>> begin Given text
The formulas are the following:

\begin{align*} (1) \quad & \delta^L = \Delta_a C \odot \sigma'(z^L) \\ (2) \quad & \delta^l = ((w_k^{l+1})^T\delta^{l+1}) \odot \sigma'(z^l)\\ (3) \quad & \frac{\partial C}{\partial b^l_j}= \delta^l_j \\ (4) \quad & \frac{\partial C}{\partial w^l_{j \space k}}= a_k^{l-1} \delta^l_j \\ \end{align*}

Based on these formulas, the derivative of the cost function with respect to the bias is the derivative of the current layer's activation function with respect to the cost function, which in these formulas is represented by the $\delta^l$ variable. So to answer your question, no it doesn't use the sum of all Deltas of the layer. That would be a constraint we wouldn't want for the network because it would mean the derivative of all the biases in the network would have the same change factor. We want all the variables to be able to change independently of each other.Thats why we only use the neuron's Delta.
>> end Given text
>> begin Material shown
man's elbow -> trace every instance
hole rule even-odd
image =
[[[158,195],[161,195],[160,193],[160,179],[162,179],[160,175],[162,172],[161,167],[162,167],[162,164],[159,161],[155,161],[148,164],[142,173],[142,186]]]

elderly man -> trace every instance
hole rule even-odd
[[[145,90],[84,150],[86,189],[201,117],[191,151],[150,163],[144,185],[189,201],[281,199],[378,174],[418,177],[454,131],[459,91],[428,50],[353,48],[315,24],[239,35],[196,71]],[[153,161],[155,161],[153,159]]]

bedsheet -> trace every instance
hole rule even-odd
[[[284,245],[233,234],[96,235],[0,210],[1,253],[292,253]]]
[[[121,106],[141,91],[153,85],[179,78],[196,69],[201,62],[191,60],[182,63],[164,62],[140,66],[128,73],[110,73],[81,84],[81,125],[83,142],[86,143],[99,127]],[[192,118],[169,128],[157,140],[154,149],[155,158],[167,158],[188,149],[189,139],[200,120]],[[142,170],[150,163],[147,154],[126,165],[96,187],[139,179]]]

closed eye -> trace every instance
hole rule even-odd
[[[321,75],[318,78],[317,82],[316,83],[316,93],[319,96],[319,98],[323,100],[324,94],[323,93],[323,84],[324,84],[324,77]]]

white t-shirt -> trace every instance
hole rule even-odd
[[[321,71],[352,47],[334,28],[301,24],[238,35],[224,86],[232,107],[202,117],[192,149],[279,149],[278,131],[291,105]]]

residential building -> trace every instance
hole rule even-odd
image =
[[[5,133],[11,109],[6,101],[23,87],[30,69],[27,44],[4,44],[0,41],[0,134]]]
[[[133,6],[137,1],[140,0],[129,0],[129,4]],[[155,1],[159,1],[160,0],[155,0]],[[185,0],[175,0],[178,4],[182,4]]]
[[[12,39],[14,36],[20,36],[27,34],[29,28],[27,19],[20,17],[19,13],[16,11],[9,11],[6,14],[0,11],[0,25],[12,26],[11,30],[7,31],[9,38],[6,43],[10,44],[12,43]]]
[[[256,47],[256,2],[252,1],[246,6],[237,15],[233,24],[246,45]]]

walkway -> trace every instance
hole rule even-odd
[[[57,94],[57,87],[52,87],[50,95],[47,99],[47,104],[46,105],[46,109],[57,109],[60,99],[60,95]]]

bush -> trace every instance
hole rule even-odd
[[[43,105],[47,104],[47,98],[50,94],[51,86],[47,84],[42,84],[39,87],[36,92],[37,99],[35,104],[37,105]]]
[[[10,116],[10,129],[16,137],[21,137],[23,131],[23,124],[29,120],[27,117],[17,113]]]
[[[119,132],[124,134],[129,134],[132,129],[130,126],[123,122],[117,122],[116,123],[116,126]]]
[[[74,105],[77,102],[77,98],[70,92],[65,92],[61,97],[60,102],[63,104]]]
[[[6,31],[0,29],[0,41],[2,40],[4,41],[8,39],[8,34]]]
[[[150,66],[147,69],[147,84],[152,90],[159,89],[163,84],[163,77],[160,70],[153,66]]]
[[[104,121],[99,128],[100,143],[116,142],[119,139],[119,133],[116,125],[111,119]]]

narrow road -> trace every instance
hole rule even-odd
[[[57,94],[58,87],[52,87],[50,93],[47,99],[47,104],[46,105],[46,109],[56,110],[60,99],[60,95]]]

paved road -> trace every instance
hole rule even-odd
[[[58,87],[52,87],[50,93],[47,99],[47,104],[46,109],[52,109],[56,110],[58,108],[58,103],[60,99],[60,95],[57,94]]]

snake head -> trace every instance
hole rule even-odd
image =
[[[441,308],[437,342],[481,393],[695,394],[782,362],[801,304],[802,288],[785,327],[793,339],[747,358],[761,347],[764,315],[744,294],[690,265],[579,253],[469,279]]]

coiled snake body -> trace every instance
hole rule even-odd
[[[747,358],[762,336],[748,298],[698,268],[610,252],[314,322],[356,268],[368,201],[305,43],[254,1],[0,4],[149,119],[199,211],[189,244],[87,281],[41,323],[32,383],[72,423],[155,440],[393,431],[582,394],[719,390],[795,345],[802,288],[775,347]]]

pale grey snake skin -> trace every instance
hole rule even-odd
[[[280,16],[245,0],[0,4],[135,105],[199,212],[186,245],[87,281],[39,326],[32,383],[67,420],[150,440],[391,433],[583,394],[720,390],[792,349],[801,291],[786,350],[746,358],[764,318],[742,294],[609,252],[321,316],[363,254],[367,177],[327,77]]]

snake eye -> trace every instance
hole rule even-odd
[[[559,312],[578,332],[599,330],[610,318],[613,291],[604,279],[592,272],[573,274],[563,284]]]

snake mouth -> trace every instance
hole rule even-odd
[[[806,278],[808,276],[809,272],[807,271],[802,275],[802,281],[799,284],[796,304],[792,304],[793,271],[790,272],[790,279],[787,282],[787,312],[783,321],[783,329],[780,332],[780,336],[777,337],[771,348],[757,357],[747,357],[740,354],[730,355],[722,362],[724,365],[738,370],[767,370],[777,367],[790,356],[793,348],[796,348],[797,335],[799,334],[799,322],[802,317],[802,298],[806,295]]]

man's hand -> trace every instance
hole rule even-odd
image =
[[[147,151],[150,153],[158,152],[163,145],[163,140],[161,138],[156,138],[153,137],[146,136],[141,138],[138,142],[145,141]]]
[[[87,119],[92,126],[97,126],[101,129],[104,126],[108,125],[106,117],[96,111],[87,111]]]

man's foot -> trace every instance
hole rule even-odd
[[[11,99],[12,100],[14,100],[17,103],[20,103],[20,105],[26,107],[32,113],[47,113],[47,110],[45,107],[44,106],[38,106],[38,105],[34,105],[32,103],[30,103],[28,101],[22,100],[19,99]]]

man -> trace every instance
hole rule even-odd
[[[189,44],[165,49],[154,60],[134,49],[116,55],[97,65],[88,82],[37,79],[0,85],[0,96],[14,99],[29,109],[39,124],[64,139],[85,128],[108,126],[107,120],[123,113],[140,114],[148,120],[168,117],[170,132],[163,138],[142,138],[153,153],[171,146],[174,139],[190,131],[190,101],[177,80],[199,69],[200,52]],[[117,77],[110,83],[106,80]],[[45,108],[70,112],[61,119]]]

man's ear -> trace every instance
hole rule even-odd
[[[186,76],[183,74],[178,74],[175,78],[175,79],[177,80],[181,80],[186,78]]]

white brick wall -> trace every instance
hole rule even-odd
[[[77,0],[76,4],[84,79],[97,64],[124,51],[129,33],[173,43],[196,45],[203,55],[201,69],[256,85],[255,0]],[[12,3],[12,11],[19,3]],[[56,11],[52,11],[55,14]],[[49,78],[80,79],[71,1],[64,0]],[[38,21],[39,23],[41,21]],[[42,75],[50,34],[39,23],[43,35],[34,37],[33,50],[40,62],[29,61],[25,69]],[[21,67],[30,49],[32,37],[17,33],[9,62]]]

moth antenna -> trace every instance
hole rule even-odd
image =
>> end Material shown
### Exercise tasks
[1] According to the backpropagation text, what does the derivative of the cost function with respect to a bias use instead of the sum of all Deltas in the layer?
[2] Please quote the backpropagation text from "Based on these" to "the neuron's Delta.".
The data is separate material, unrelated to the backpropagation text.

### Answers for the exercise
[1] It uses only the neuron's own Delta.

[2]
Based on these formulas, the derivative of the cost function with respect to the bias is the derivative of the current layer's activation function with respect to the cost function, which in these formulas is represented by the $\delta^l$ variable. So to answer your question, no it doesn't use the sum of all Deltas of the layer. That would be a constraint we wouldn't want for the network because it would mean the derivative of all the biases in the network would have the same change factor. We want all the variables to be able to change independently of each other.Thats why we only use the neuron's Delta.